*Passage provided:*
★ ★ ★
While pursuing the humanities and social science sections of any library, you’re likely to come across a laundry list of politically-charged and contested terms: white privilege, male privilege, the gender gap, heteronormativity, rape culture, American exceptionalism and first world problems.
Well, okay, maybe not that last one.
These highbrow phrases – coined by sociologists, historians, social commentators and the like — have driven many intellectual discussions on the state of equality in our contemporary world. But what place, if any, do they have in our lives on campus?
Regardless of whether you agree with them, the truth is that every human being experiences a different reality, and numerous factors shape the outcomes that emerge from them.
These range from the malleable — like your interests, personality and aptitude — to the less malleable or even constant — like your socioeconomic background, race and sex.
Where problems arise is when the felt experiences of the latter compromise your ability to act on the former, often due to some form of inequality.
One such disparity to consider on our own South Mountain is the gap in between numbers of male and female students within the P.C. Rossin College of Engineering and Applied Science.
While exact figures for engineering undergraduates are not reported publicly, in the graduate school, males outnumber females by a 72 to 28 percent margin, according to the U.S. News & World Report. One can infer from attending any engineering lecture that the numbers for undergrads are likely similar.
This shouldn’t be news to anyone. Over the years, women, along with allies and schools that support them, have launched numerous initiatives to address their lack of access to and representation within STEM fields.
At Lehigh, groups like the Society of Women Engineers and programs likes CHOICES seek to mentor current and prospective students of all ages, hoping to get girls interested in the sciences at an early age and give them the support needed to continue their studies to the collegiate level and beyond. This is especially important for minority women and/or women of low socioeconomic status.
Even so, the gap remains, diminished but not extinguished. So what are some of the factors keeping this trend alive? Do they exist on our own campus?
In speaking with numerous women in engineering fields at Lehigh both past and present about their experiences, I received a wide range of responses.
★ ★ ★
*Entries supplied:*

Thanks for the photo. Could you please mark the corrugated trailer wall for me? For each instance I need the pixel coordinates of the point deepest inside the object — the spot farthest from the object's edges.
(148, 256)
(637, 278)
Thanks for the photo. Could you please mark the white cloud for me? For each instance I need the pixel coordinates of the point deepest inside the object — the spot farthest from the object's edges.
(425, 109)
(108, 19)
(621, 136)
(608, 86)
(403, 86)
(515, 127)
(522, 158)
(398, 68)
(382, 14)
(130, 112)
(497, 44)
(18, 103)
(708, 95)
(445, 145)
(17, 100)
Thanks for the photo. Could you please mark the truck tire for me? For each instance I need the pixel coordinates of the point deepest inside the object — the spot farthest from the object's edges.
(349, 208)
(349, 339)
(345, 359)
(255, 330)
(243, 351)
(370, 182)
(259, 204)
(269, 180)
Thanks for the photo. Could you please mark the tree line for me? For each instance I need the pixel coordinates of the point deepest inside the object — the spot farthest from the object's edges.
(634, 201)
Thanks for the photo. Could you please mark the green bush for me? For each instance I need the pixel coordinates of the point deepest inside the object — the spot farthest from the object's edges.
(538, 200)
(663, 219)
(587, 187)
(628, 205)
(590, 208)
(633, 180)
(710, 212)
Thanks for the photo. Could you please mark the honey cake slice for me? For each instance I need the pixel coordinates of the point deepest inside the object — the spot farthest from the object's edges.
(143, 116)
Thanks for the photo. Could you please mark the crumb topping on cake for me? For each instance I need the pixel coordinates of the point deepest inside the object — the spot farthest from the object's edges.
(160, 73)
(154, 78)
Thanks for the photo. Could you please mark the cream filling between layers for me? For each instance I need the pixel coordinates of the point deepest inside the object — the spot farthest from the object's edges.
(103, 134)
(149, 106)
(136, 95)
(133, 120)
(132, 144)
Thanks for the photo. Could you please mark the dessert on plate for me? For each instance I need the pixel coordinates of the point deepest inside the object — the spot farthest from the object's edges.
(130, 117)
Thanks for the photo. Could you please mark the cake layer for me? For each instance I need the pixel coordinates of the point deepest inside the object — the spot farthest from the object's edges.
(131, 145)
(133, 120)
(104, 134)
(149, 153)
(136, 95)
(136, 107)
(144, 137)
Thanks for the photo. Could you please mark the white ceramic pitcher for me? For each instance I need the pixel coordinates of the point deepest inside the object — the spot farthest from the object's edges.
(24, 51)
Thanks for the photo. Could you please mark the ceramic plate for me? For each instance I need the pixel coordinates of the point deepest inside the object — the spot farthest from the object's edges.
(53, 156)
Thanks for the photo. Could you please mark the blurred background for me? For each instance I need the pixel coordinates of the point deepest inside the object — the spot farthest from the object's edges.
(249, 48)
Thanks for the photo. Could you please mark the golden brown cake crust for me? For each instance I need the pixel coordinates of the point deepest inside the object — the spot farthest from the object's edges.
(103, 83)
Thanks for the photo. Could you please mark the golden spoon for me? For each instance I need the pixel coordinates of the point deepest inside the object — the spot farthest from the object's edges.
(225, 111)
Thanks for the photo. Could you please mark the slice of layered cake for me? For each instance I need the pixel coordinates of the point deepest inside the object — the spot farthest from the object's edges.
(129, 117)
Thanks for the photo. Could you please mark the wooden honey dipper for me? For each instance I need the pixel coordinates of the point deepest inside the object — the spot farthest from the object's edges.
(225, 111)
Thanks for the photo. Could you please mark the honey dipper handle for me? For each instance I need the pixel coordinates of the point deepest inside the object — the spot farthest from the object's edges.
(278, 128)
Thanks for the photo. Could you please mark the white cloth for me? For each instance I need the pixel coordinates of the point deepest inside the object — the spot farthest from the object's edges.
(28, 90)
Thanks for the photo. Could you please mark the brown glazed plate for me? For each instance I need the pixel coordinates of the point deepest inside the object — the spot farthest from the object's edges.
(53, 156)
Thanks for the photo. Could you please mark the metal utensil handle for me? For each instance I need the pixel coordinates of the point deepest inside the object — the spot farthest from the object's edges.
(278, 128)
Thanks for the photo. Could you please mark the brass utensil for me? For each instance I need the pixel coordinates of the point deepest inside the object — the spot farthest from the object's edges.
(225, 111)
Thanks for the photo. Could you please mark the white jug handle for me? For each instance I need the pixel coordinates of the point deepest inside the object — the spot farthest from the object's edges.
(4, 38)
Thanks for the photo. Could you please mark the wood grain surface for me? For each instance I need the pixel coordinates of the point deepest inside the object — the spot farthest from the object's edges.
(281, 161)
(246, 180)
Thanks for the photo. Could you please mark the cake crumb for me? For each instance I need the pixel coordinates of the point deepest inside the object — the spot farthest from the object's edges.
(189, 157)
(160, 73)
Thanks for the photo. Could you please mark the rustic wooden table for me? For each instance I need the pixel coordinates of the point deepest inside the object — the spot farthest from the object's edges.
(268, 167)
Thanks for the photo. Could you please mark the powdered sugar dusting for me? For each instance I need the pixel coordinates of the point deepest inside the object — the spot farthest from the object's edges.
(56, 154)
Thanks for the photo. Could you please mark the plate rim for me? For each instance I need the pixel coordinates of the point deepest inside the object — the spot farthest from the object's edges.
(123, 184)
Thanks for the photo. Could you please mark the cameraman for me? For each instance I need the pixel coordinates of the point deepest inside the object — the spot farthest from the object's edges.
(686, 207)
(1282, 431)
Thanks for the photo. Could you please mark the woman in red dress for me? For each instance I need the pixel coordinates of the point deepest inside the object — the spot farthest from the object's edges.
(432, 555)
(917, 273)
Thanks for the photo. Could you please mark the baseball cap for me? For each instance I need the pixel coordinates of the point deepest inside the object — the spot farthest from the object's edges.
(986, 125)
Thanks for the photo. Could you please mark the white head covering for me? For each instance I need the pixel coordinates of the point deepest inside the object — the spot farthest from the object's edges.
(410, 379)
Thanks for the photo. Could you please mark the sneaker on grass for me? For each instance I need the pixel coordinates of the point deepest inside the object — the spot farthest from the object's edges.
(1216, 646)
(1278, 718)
★ ★ ★
*Jobs:*
1. Output the part of the gender-gap piece from "This shouldn’t be" to "range of responses.".
2. Please restate the paragraph of the gender-gap piece that begins "At Lehigh, groups like the Society of Women Engineers" in fewer words, keeping its main facts.
3. Supply the next part of the gender-gap piece, starting after its final sentence.
The records are separate material and have no connection to the gender-gap piece.

*Task answers:*
1.
This shouldn’t be news to anyone. Over the years, women, along with allies and schools that support them, have launched numerous initiatives to address their lack of access to and representation within STEM fields.
At Lehigh, groups like the Society of Women Engineers and programs likes CHOICES seek to mentor current and prospective students of all ages, hoping to get girls interested in the sciences at an early age and give them the support needed to continue their studies to the collegiate level and beyond. This is especially important for minority women and/or women of low socioeconomic status.
Even so, the gap remains, diminished but not extinguished. So what are some of the factors keeping this trend alive? Do they exist on our own campus?
In speaking with numerous women in engineering fields at Lehigh both past and present about their experiences, I received a wide range of responses.

2. At Lehigh, the Society of Women Engineers and the CHOICES program mentor current and prospective students of all ages. They aim to interest girls in science early and to support them through college and beyond. This support matters most for minority women and women of low socioeconomic status.

3.
Many said they had never felt hampered by their gender or sex and spoke positively of their experiences and of the resources available to combat existing gaps in representation.
Others told disconcerting stories of being blatantly ignored by professors while their male counterparts had every question answered, of being disrespected or dismissed by other students with sexist remarks, and even of being essentially given answers to tests due to a perceived “need.”
A majority, though, fell somewhere in between, discussing the challenge of feeling as though they had to work harder to prove themselves and overcome lowered expectations. Others talked about hesitating to ask questions or seek out professors in fear of fulfilling a negative stereotype.
Some spoke of being routinely relegated as note-takers, valued for their perceived note-taking prowess rather than their ability to contribute to discussion. Balancing between the “passive” and “bossy” labels also created a tightrope of sorts that many have had to traverse.
The trends and themes found in these narratives, much like the terms in those dense sociological texts, help to capture a snapshot of reality that demonstrates how inequalities shape the way we view our unchanging traits, like sex.
But they also capture a facet of reality that we can control.
Whether we intend them to or not, our expectations for others and for ourselves influence the world we enact.
If you have a tendency to dismiss a woman’s contributions in a work or scientific setting, whether nonexistent, blatant or somewhere in between, intentional, subconscious or otherwise, it changes the dynamic between you.
When this occurs at a systemic, societal level, the result is our unequal expectations for men and women in the field of engineering. Still, there are ways in which we can change the dynamic – flip the narrative – to create a positive reality.
Studies have shown that women in all-female schools are often more assertive, engaged in class participation and productive overall as students. Why is this? Because they feel comfortable and confident within an environment that liberates them from many societal burdens.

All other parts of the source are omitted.